Resume the text on strategic trust between Washington and Beijing after its last sentence and carry it forward.

◆ **TEXT SECTION**:
:::::

The contrast between Beijing’s rather clear and unambiguous assertion of its core interests in dealing with the United States and Washington’s sometimes confused and contradictory articulation of its interests in dealing with China is marked. While China can readily state its primary foreign policy goals: international stability that preserves territorial integrity (i.e., Tibet, Taiwan, etc.) and an international environment that enables domestic economic development (i.e., open markets for trade), the United States is constrained in its ability to prioritize “core” interests. Were the Obama administration to articulate any such hierarchy it would result in domestic political criticism from those whose issues were not primary or even excluded from the list. Thus, U.S. goals appear ambiguous to Chinese analysts.

This ambiguity contributes to the phenomenon that both Beijing and Washington recognize as the most serious problem in the bilateral relationship: a lack of strategic trust. With Washington’s multifaceted, many-headed hydra of a China policy forcing Beijing into a multifaceted policy response, the two sides are left with basic questions about each other’s fundamental strategic intent. Earlier in the Obama administration, Deputy Secretary of State James Steinberg articulated a China policy based on “strategic reassurance.” While that precise nomenclature may not have been adopted as the administration’s de jure policy, it does capture the administration’s sense that building trust about each side’s respective strategic intentions is a principal task of diplomatic engagement.

:::::

◆ **RECORDED INFORMATION**:
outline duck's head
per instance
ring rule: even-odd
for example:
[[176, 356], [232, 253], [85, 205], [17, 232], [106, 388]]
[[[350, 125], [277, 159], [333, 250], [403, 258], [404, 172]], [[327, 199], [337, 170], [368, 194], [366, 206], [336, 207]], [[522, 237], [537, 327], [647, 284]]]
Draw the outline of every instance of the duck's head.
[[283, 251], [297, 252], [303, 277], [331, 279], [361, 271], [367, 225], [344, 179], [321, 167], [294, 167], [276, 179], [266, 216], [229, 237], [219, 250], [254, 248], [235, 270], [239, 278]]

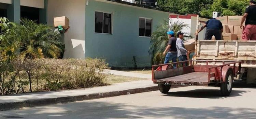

:::::

◆ **WRITTEN RESPONSE**:
A Special Global Relationship

The Obama administration’s tactic to reduce strategic mistrust in bilateral diplomatic engagement has been to lessen the emphasis on purely bilateral issues and increase the emphasis on matters of global strategic importance. In other words, the extent to which Beijing and Washington become partners in tackling matters that affect the world as a whole would help overcome friction and mistrust arising from more narrow bilateral concerns. This focus on the role of the United States and China as partners in setting and managing a global agenda was initially mischaracterized by some as “the G-2”: it doesn’t go that far by any means. However the thrust of the new diplomatic tactic has signaled an evolution of thinking about China’s international role. While the United States continues to pursue a policy in which it is the lead player in international economic, political, and strategic governance, it now recognizes that China is a considerable, if secondary, mover in that architecture. By elevating it’s assessment of China’s role in global affairs, however, the United States expects China to play an active role in promoting the effectiveness of and reducing threats to the (U.S.-led) international architecture.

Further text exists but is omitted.